%%

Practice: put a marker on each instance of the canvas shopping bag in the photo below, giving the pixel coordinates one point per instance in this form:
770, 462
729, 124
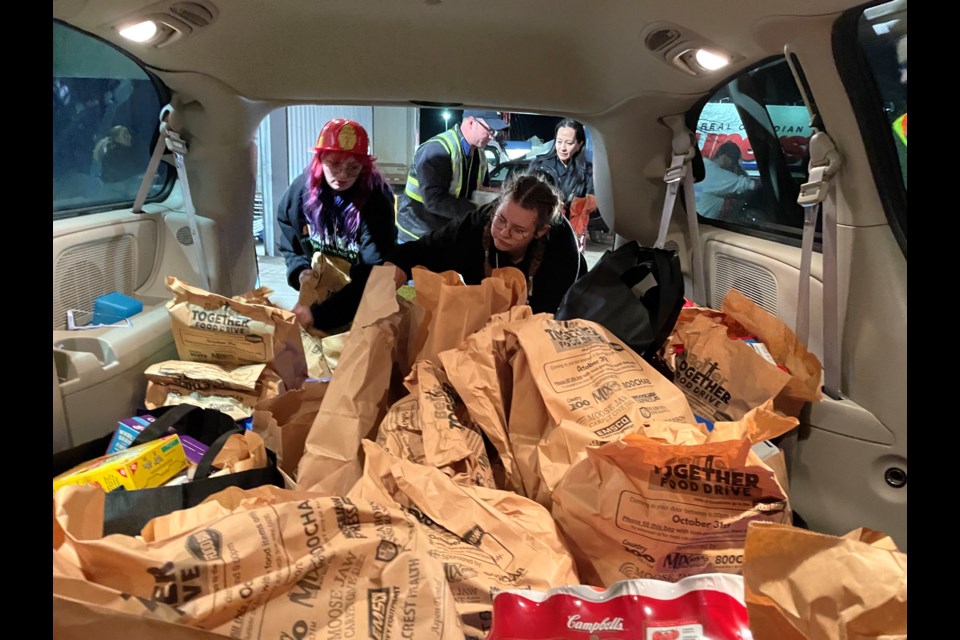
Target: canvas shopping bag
128, 511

%%

● **Set problem**
Recast the listing above as a Markdown table with the columns Row and Text. Number each line and leave out blank lines and the pictures.

● **Solution to this task**
| Row | Text |
|---|---|
| 1 | Practice: put a marker on each instance of the canvas shopping bag in the photo below, giving the pixel coordinates one point per instance in this form: |
| 2 | 770, 462 |
| 3 | 729, 124 |
| 4 | Target: canvas shopping bag |
| 5 | 128, 511 |